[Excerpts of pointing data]

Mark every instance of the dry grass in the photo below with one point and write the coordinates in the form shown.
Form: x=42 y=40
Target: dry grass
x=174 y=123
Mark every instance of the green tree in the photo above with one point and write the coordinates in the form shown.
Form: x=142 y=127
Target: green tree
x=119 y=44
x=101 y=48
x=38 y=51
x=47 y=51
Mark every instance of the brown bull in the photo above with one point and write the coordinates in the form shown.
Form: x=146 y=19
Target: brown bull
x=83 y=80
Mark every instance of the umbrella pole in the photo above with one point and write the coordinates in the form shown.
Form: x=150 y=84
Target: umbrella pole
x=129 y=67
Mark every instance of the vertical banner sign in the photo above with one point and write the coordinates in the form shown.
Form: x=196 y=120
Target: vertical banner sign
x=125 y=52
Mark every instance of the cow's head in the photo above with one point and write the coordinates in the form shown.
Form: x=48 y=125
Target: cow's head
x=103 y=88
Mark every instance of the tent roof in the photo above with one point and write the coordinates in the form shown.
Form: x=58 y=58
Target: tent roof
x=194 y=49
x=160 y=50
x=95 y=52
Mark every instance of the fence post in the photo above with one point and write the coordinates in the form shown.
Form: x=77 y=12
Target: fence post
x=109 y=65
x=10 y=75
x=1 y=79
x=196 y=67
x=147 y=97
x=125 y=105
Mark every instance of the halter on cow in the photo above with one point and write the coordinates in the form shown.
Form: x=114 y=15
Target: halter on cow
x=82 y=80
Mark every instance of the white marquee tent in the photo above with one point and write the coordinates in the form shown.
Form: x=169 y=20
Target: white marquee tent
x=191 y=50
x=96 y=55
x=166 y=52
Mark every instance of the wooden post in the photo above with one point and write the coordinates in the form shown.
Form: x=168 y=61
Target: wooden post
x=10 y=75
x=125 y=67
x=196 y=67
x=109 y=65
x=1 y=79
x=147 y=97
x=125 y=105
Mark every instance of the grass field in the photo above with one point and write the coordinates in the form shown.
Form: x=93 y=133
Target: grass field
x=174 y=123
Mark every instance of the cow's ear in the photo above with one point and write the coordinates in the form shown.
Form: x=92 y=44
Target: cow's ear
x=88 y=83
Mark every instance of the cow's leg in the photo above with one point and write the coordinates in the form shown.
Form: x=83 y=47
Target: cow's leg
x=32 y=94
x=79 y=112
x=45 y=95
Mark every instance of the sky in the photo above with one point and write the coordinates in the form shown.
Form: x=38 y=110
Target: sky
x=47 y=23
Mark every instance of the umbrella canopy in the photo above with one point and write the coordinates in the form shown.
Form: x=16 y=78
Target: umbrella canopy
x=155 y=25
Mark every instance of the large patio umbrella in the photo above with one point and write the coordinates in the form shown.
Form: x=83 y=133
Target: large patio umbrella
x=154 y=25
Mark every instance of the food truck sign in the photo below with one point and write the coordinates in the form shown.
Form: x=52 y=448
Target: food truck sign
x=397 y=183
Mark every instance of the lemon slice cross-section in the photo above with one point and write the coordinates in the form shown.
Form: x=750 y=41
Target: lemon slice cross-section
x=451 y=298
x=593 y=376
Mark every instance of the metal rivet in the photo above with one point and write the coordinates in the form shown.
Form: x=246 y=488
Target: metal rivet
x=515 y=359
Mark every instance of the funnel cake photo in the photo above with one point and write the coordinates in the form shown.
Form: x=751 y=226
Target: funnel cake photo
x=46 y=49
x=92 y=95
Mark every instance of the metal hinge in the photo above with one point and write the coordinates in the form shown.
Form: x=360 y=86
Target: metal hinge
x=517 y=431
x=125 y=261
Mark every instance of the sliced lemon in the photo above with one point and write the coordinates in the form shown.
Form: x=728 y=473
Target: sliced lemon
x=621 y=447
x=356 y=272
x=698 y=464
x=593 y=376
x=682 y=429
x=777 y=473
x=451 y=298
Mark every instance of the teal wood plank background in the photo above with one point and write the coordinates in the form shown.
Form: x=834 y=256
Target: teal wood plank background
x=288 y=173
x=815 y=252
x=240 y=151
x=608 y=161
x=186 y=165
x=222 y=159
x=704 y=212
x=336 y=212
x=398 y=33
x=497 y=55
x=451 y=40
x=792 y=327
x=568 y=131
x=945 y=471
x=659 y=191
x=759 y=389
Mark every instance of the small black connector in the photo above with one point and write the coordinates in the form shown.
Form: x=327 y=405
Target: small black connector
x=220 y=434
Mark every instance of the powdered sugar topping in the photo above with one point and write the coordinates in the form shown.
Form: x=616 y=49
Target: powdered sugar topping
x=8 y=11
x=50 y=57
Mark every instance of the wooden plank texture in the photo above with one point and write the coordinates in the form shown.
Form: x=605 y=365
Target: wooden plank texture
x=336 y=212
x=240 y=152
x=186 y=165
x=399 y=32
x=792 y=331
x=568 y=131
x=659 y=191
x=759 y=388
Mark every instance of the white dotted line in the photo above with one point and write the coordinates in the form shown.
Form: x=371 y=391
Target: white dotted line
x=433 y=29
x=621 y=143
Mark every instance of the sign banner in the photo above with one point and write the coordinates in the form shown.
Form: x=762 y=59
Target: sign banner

▸ **WHAT IS EXPECTED**:
Copy out every record above word for word, from the first line to the last.

▸ **TASK OUTPUT**:
Mark every instance of the dry grass in the photo below with one point and write the coordinates in the form shown.
Form: x=42 y=40
Target: dry grass
x=174 y=123
Mark every instance of the green tree in the photo above with one point and write the coordinates in the form shown.
Form: x=142 y=127
Target: green tree
x=119 y=44
x=101 y=48
x=38 y=51
x=47 y=51
Mark every instance of the brown bull in the photo above with one point and write the coordinates in the form shown.
Form: x=146 y=19
Target: brown bull
x=83 y=80
Mark every instance of the umbrella pole in the photo above with one point and write the coordinates in the form shown.
Form: x=150 y=84
Target: umbrella pole
x=129 y=67
Mark every instance of the vertical banner sign in the photo above with one point and write the coordinates in the form shown.
Form: x=196 y=120
Target: vertical banner sign
x=125 y=52
Mark every instance of the cow's head in the photo above with one point and write the coordinates in the form shown.
Form: x=48 y=125
Target: cow's head
x=103 y=88
Mark every instance of the tent roof in the photo above with one point and write the coordinates in the form shown.
Form: x=58 y=58
Target: tent roof
x=194 y=49
x=160 y=50
x=95 y=52
Mark every instance of the fence post in the photo above with one point and write the coordinates in the form shown.
Form: x=77 y=12
Target: fence post
x=109 y=65
x=10 y=75
x=1 y=79
x=196 y=67
x=147 y=97
x=125 y=105
Mark every instance of the halter on cow in the photo above with one point and write the coordinates in the form shown.
Form: x=114 y=15
Target: halter on cow
x=82 y=80
Mark every instance of the white marquee tent in the photo above with one point and write the coordinates in the form shown.
Form: x=169 y=20
Target: white marquee tent
x=191 y=50
x=96 y=55
x=166 y=52
Mark every instance of the wooden post in the photo above with one point and write the coordinates in the form shown.
Form: x=168 y=61
Target: wooden post
x=10 y=75
x=125 y=67
x=196 y=67
x=109 y=65
x=1 y=79
x=147 y=97
x=125 y=105
Mark every instance of the grass field in the photo above with one point and write the coordinates in the form shown.
Form: x=93 y=133
Target: grass field
x=174 y=123
Mark every instance of the cow's ear in the photo above with one point and write the coordinates in the form shown.
Form: x=92 y=44
Target: cow's ear
x=88 y=83
Mark every instance of the cow's leg in the photo above with one point and write the coordinates in the form shown.
Form: x=83 y=47
Target: cow's leg
x=32 y=94
x=79 y=112
x=45 y=95
Mark every instance of the sky in the photo above with one point and write the coordinates in the form shown.
Form: x=38 y=110
Target: sky
x=47 y=23
Mark every instance of the umbrella canopy in the photo above with one point and write the coordinates in the form shown.
Form: x=16 y=78
Target: umbrella canopy
x=155 y=25
Mark every instance of the large patio umbrella in the photo above with one point and write the coordinates in the form shown.
Form: x=83 y=133
Target: large patio umbrella
x=154 y=25
Mark every instance of the food truck sign in the photo below with one point and write the coordinates in the form shown.
Form: x=52 y=448
Target: food truck sign
x=397 y=183
Mark every instance of the lemon slice cross-section in the photo above with one point and write the coordinates in the form shown.
Form: x=750 y=41
Target: lemon slice cross-section
x=451 y=298
x=593 y=376
Mark every instance of the metal rivet in the photo above with one point and write the coordinates in the form shown.
Form: x=246 y=488
Target: metal rivet
x=515 y=359
Mark every instance of the funnel cake photo in the photo above with one point and write the coordinates in the form shown.
Form: x=751 y=226
Target: funnel cake photo
x=46 y=49
x=92 y=95
Mark every instance of the metal hinge in the photo above with one point and write the coordinates in the form shown.
Form: x=360 y=86
Target: metal hinge
x=517 y=431
x=125 y=261
Mark every instance of the sliced lemon in the photo above with one point and write the coordinates in the form shown.
Form: x=728 y=473
Target: sliced lemon
x=621 y=447
x=356 y=272
x=698 y=464
x=593 y=376
x=682 y=429
x=777 y=473
x=451 y=298
Mark every instance of the teal wood plank background in the photo above with one point and write the coordinates in the form shown.
Form: x=834 y=256
Target: teal wood plank background
x=288 y=173
x=815 y=252
x=240 y=151
x=608 y=161
x=186 y=165
x=222 y=159
x=704 y=212
x=336 y=212
x=398 y=33
x=497 y=55
x=451 y=40
x=792 y=327
x=568 y=131
x=945 y=471
x=659 y=191
x=759 y=389
Mark every instance of the small black connector in the photo above with one point and write the coordinates in the form shown.
Form: x=327 y=405
Target: small black connector
x=220 y=434
Mark every instance of the powdered sugar topping in the photo above with one point and write the coordinates in the form shown.
Form: x=616 y=49
Target: powdered sugar topping
x=8 y=11
x=50 y=57
Mark every instance of the wooden plank texture in the photo above with one point and write the coordinates in the form shown.
Form: x=605 y=365
Target: wooden plank texture
x=336 y=212
x=240 y=152
x=186 y=165
x=399 y=32
x=792 y=331
x=568 y=131
x=659 y=191
x=759 y=388
Mark every instance of the white dotted line in the photo above with one point and write the coordinates in the form shown.
Form: x=371 y=391
Target: white dotted line
x=433 y=29
x=621 y=143
Mark every instance of the sign banner in the photo above with one point and write the coordinates in the form shown.
Form: x=762 y=59
Target: sign banner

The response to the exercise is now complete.